TASKS FOR THIS EXERCISE:
A: According to the medical students' letter, in what month and year did Congress mandate that the Department of Justice assemble records of deaths under police custody?
B: List every disease or medical condition named in the medical students' letter.

SELECTED EXTRACT:
________________________

Dear Senator or Congressperson,
We are medical students concerned that members of the Black community are constantly killed at the hands of the government and racist Americans. This is about George Floyd, but it is also about Eric Garner, Laquan McDonald, Sandra Bland, Breonna Taylor, Philando Castile, Antronie Scott, Tamir Rice, Michael Brown, Nina Pop and countless others.[1] Being Black in America is considered a social determinant of health because Blackness itself puts people at a greater risk of death from any cause. Black people are twice as likely to die from heart disease before turning 50 and more likely to have hypertension, diabetes, a stroke, or die during childbirth.[2][3]
Black Americans are twice as likely to die from SARS-CoV-2.[4]
These differences in morbidity and mortality are because of expansive and institutionalized racism and are the legacy of slavery, not because of physiology.

The institutions of policing and incarceration contribute to these morbidities. About 1 in every 1,000 Black men are killed by the police—a rate 2.5-2.8 times greater than white men.[5][6]
There is no system that records and publicizes the death of humans in police custody. In December 2014, Congress mandated that the Department of Justice assemble records of deaths that occur under police custody. However, there is still no system in place.[7]
The antecedent bill that mandated the DOJ report the circumstances of deaths-in-custody has likewise been ignored; no report is available that details why, how, or where people are being killed.

We are concerned that we are entering a career to augment health and promote wellness while law enforcement, individuals, institutions—the government and its legislation, rooted in white supremacy—kill those same people we want to heal. It is outrageous that more has not been done and that no system has been implemented to protect the Black community in this country.

________________________

SUPPLIED DATA:
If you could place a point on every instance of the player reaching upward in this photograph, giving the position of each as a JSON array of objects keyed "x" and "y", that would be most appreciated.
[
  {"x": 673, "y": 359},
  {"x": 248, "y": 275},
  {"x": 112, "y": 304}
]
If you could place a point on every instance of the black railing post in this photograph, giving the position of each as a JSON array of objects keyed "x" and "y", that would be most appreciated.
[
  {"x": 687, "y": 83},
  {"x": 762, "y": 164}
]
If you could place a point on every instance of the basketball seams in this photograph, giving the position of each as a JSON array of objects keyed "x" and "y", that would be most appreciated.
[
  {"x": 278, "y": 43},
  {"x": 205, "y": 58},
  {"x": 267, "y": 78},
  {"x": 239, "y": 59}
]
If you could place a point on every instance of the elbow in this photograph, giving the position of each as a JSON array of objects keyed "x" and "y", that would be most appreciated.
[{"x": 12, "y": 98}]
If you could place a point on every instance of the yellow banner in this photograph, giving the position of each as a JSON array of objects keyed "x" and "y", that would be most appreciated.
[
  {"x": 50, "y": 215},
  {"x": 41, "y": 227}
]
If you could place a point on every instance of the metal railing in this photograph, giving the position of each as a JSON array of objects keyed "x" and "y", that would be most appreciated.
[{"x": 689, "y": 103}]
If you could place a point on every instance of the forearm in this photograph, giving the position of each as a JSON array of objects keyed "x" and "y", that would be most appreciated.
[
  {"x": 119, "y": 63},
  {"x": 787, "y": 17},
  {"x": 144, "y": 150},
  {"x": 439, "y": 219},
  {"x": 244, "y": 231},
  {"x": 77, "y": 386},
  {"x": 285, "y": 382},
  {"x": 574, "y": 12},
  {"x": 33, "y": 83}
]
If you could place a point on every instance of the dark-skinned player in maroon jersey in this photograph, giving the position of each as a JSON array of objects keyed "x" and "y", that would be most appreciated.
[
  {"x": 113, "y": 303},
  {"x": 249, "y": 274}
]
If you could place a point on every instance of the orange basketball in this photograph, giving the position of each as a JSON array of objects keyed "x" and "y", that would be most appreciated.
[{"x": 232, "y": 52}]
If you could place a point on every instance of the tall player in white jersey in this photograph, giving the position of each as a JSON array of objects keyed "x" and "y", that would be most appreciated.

________________________

SOLVED PROBLEMS:
A: December 2014

B: Heart disease, hypertension, diabetes, stroke, SARS-CoV-2